EXERCISE => Find the line containing "Tag every instance of the water" in the data below, then output that line and each one after it exactly, with nothing else.

(Referring expression pointing data)
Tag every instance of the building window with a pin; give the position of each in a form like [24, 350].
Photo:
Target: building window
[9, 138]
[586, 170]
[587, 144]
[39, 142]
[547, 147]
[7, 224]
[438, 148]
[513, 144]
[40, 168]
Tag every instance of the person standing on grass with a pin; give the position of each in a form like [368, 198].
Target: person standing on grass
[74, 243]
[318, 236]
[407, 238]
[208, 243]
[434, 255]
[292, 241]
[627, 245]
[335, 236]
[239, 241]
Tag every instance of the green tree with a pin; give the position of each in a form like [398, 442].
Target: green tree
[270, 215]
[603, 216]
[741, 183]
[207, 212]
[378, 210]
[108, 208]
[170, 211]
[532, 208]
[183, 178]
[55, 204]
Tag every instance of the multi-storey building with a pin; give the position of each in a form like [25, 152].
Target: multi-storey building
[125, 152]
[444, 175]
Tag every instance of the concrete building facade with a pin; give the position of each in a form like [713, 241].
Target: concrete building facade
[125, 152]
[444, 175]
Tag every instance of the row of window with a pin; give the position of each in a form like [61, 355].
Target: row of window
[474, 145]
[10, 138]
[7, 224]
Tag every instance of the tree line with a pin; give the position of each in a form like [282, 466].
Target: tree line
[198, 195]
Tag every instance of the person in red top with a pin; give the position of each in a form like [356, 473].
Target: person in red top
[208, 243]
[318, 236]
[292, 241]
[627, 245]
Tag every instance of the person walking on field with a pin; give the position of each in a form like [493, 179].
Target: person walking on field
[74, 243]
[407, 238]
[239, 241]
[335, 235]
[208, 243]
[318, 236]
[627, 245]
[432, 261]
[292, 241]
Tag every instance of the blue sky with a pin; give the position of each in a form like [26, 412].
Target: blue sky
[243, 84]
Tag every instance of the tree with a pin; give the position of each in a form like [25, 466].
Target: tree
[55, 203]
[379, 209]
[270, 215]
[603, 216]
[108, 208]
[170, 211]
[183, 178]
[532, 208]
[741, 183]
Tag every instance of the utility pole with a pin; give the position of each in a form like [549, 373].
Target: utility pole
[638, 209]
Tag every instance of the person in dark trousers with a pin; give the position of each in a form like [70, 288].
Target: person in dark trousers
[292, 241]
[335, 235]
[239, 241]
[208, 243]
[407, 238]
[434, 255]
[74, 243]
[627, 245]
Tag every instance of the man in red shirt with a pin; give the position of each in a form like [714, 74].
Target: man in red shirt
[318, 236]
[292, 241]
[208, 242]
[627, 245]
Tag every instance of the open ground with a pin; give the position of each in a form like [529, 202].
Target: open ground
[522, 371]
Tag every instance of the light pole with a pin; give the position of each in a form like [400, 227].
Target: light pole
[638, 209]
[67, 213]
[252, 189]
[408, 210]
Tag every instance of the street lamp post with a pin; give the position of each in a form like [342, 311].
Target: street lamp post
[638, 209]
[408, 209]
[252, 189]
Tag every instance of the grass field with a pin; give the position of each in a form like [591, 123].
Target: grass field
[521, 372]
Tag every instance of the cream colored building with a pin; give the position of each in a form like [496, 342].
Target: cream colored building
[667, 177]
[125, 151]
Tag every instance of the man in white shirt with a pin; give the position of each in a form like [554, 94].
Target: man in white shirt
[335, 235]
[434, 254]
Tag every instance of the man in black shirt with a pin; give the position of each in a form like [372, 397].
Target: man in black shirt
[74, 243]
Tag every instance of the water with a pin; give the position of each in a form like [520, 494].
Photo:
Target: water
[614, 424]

COMPLETED EXERCISE =>
Tag every instance of the water with a pin; give the position of each in a form like [520, 494].
Photo:
Target: water
[614, 424]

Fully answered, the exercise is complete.